> **SET OF TASKS**
1. Answer these questions about the copyright article:
(a) Which birthday of Dr. King does January 15 mark?
(b) On what date did Dr. King deliver the "I have a dream" speech?
(c) On what date did the Court enjoin further distribution of the unauthorized recordings?
2. From the copyright article, set down word for word the part that opens with the words containing "Dr. King delivered" and closes with "of New York.".

Martin Luther King, Jr. And Copyright: Five Things You Should Know

January 15 is Martin Luther King, Jr. Day, marking what would have been the 89th birthday of the great civil rights leader and Baptist minister. Although copyright is not (and should not be) the first thing that comes to mind when we think of Dr. King, the impact of his legacy on copyright law ought to be somewhere on the list. Indeed, Dr. King’s name has popped up as the litigant, author, or subject matter of dozens of copyright cases. Here are five things you should know about Martin Luther King, Jr. and copyright law.

  1. The “I Have a Dream” Speech is Protected by Copyright . . .

Dr. King delivered his “I have a dream” speech during the March on Washington for Jobs and Freedom on August 28, 1963. After the march, Dr. King entered into negotiations with Motown Records to distribute the speech, but several other records companies beat him to the punch and started selling unauthorized LPs. Dr. King registered the text of his speech with the U.S. Copyright Office in the Fall of 1963, and then brought suit against these alleged pirates in the Southern District of New York.

The key issue in the case, King v. Mister Maestro, Inc., was whether Dr. King had “published” the speech prior to observing the formalities required by the 1909 Copyright Act, such as affixing to it a copyright notice. The record companies argued that Dr. King published the work by delivering it publicly and by circulating mimeographed copies in the press tent (without any copyright notice) just before the speech, thus depriving the work of copyright protection. But the Court came down on Dr. King’s side, holding that the public delivery of a speech was not a publication of the written work, and that the distribution to the press was only a “limited publication” which did not deprive Dr. King of statutory copyright protection. The fair use doctrine, not codified until the 1976 Copyright Act, was not considered at all. On December 13, 1963, the Court enjoined further distribution of the unauthorized recordings.

> **EXCERPTED RECORDS**
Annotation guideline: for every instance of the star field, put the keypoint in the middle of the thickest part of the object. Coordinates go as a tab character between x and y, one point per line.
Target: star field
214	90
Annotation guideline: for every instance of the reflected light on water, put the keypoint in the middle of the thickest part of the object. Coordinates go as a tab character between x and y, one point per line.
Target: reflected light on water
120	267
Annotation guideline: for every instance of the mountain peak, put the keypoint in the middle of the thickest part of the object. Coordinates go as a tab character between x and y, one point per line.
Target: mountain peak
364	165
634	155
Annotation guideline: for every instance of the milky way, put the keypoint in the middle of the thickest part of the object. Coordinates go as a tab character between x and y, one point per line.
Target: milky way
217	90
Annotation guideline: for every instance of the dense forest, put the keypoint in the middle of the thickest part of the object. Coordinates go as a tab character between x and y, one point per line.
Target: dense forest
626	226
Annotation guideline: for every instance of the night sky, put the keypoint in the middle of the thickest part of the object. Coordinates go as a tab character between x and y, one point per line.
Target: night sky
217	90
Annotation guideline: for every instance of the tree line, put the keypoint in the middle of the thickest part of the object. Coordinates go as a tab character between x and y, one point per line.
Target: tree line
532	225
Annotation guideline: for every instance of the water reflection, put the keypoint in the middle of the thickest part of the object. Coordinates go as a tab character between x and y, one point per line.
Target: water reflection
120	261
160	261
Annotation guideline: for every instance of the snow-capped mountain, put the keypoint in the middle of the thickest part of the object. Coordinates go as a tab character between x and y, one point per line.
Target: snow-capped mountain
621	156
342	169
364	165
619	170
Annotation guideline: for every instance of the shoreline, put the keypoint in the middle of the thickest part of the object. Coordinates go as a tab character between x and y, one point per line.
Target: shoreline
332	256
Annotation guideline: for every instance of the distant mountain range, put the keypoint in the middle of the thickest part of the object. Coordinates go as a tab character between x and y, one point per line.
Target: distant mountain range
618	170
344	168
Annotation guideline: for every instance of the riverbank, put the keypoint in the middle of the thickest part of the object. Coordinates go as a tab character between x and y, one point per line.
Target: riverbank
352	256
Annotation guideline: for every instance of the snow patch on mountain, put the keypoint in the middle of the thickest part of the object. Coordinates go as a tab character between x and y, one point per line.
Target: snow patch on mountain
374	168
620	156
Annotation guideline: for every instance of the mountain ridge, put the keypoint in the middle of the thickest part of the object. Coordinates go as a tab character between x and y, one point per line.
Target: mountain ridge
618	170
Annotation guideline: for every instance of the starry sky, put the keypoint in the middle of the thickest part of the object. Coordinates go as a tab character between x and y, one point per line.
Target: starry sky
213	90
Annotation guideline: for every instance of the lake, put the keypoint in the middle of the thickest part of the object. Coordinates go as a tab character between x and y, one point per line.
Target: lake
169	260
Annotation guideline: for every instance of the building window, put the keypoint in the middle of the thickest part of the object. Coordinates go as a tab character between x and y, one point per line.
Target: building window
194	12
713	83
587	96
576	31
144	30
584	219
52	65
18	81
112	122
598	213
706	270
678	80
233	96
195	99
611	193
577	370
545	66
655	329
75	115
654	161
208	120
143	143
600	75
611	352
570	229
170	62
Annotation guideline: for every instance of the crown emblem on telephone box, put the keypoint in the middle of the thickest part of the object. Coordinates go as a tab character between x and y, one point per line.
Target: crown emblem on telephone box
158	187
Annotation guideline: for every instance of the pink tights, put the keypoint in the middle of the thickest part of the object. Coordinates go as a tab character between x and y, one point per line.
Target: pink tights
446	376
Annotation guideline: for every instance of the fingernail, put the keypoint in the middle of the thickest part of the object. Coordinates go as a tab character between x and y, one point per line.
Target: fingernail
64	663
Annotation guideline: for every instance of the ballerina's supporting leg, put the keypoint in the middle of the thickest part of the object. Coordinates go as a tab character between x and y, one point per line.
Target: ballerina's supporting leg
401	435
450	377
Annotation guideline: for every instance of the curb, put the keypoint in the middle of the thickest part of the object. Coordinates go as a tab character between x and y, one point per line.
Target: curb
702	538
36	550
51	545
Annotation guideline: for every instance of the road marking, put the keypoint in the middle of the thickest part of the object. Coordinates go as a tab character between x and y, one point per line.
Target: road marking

> **SOLUTIONS PER TASK**
1.
(a) What would have been his 89th birthday.
(b) August 28, 1963.
(c) December 13, 1963.

2.
Dr. King delivered his “I have a dream” speech during the March on Washington for Jobs and Freedom on August 28, 1963. After the march, Dr. King entered into negotiations with Motown Records to distribute the speech, but several other records companies beat him to the punch and started selling unauthorized LPs. Dr. King registered the text of his speech with the U.S. Copyright Office in the Fall of 1963, and then brought suit against these alleged pirates in the Southern District of New York.